本文:
# # #
手の傷、心の傷(ドン・ジョヴァンニ@ザ・カレッジ・オペラハウス)
2004年7月11日 オペラサマーオペラ モーツァルトシリーズ 歌劇「ドン・ジョヴァンニ」
指揮/山下一史 演出/岩田宗達
合唱/ザ・カレッジ・オペラハウス合唱団 管弦楽/ザ・カレッジ・オペラハウス管弦楽団
ドン・ジョヴァンニ:田中 由也
ドンア・アンナ:石橋 栄美
ドンナ・エルヴィラ:並河 寿美
レポレッロ:雁木 悟
騎士長:周 江平
ドン・オッターヴィオ:二塚 直紀
マゼット:西尾 岳史
ゼルリーナ:井上真紀子
昨日、ウィーン国立歌劇場の再発売でも「ドン・ジョヴァンニ」が取れなかったので……と言う訳だけでもないのですが、観に行きました。
(ウィーンは、まあ、地元まで観に行けばいいんだよな、そのうち)
私はあまりモーツァルト好きな人間でないのですが「ドン・ジョヴァンニ」は結構さまざまな演出があるので、そのあたりを楽しみにしてました。
結果、オーソドックスながら新機軸もあり、楽しみました。
今回気になったのは「手の傷」。
# # #
保存データ:
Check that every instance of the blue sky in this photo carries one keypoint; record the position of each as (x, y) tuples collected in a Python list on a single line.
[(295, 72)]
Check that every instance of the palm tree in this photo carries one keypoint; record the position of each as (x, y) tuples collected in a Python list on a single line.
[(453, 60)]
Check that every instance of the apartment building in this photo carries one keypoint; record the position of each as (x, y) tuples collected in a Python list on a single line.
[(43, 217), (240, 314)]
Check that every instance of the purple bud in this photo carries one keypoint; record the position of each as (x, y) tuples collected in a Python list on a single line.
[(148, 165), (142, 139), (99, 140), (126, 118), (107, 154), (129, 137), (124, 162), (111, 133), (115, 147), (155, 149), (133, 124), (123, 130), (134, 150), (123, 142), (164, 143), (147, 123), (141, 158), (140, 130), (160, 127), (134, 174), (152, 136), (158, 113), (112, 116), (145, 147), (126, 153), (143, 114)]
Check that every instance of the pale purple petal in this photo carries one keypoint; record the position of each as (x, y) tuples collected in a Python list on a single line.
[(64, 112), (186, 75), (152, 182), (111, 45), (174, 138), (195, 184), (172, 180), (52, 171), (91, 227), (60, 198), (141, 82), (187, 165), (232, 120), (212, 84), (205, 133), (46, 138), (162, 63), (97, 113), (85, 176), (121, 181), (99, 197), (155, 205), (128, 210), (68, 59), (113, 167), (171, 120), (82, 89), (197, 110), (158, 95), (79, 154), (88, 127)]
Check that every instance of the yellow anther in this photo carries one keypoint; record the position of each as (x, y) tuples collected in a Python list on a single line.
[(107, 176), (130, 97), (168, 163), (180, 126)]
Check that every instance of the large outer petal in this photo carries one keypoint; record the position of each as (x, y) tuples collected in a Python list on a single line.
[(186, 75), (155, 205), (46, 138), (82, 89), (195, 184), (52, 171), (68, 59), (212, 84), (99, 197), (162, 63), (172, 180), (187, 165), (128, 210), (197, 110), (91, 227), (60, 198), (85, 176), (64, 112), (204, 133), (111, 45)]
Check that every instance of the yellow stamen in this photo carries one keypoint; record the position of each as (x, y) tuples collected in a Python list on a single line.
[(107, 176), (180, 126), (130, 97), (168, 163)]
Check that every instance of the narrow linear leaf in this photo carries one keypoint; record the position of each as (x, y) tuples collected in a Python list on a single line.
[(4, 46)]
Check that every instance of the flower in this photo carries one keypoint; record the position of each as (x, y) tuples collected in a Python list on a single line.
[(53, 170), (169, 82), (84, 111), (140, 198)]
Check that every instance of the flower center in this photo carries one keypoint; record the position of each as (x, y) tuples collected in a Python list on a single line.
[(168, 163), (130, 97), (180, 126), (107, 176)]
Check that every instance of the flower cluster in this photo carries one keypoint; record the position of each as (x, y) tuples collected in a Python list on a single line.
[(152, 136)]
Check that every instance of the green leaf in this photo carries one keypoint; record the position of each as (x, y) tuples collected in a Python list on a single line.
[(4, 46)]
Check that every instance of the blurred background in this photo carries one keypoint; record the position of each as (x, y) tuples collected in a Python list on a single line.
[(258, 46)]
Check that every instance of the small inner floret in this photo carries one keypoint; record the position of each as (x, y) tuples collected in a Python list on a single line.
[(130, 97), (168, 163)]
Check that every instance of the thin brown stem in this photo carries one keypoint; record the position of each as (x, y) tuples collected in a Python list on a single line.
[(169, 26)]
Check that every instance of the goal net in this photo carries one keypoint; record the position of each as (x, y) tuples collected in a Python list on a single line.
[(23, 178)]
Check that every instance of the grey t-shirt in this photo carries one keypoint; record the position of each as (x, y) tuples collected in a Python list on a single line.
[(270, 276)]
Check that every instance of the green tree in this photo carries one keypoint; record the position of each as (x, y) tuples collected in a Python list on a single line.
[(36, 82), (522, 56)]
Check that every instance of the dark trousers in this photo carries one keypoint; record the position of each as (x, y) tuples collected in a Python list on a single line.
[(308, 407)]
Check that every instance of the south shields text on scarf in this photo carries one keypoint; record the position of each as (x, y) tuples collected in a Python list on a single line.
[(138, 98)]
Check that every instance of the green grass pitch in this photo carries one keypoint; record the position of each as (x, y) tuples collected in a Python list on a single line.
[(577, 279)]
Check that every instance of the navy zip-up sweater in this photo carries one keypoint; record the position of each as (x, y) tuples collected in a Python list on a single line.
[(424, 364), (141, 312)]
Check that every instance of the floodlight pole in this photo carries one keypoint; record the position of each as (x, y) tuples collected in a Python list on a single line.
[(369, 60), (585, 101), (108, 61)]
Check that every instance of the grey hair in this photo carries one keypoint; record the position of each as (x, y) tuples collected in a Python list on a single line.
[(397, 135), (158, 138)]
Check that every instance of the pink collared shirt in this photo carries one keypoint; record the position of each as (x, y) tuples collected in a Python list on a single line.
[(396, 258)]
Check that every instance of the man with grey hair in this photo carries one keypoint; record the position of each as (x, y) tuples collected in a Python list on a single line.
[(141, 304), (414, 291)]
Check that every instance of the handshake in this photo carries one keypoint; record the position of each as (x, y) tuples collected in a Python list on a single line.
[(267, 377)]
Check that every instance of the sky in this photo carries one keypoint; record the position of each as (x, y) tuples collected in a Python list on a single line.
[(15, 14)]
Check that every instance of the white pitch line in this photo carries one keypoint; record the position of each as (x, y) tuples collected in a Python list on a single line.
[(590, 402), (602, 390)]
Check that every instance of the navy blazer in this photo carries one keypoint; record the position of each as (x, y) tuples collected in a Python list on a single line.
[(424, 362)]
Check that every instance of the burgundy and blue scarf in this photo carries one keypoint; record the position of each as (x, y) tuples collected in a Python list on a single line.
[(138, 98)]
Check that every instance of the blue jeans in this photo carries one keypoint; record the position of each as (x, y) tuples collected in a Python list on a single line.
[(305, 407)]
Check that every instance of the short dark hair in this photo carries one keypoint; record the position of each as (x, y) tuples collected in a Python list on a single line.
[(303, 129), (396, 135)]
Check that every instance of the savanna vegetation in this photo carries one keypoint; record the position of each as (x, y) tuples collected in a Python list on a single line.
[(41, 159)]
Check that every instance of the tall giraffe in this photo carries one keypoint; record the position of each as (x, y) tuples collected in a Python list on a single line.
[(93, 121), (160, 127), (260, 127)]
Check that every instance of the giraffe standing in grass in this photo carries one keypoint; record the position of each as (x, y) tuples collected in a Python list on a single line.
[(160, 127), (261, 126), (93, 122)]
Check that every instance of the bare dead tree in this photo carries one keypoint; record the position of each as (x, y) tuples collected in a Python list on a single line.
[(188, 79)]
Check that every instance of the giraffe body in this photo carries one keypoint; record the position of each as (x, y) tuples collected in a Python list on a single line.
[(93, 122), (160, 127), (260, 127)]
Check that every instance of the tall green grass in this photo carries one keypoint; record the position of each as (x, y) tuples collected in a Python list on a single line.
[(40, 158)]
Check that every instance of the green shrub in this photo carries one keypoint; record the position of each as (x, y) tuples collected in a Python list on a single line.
# # #
目標:
1. 本文の記述をもとに、次の問いに答えてください。
(a) この公演の指揮者は誰か。
(b) ドンナ・エルヴィラを歌ったのは誰か。
(c) 書き手が今回気になったと述べているのは何か。
2. 本文の「手の傷、心の傷(ドン・ジョヴァンニ@ザ・カレッジ・オペラハウス)」から「(ウィーンは、まあ、地元まで観に行けばいいんだよな、そのうち)」までを全部書き出し、その中の「騎士長」を「コメンダトーレ」に差し替えてください。
保存データは本文とは別の資料です。

課題ごとの出力:
1.
(a) 山下一史
(b) 並河 寿美
(c) 「手の傷」

2.
手の傷、心の傷(ドン・ジョヴァンニ@ザ・カレッジ・オペラハウス)
2004年7月11日 オペラサマーオペラ モーツァルトシリーズ 歌劇「ドン・ジョヴァンニ」
指揮/山下一史 演出/岩田宗達
合唱/ザ・カレッジ・オペラハウス合唱団 管弦楽/ザ・カレッジ・オペラハウス管弦楽団
ドン・ジョヴァンニ:田中 由也
ドンア・アンナ:石橋 栄美
ドンナ・エルヴィラ:並河 寿美
レポレッロ:雁木 悟
コメンダトーレ:周 江平
ドン・オッターヴィオ:二塚 直紀
マゼット:西尾 岳史
ゼルリーナ:井上真紀子
昨日、ウィーン国立歌劇場の再発売でも「ドン・ジョヴァンニ」が取れなかったので……と言う訳だけでもないのですが、観に行きました。
(ウィーンは、まあ、地元まで観に行けばいいんだよな、そのうち)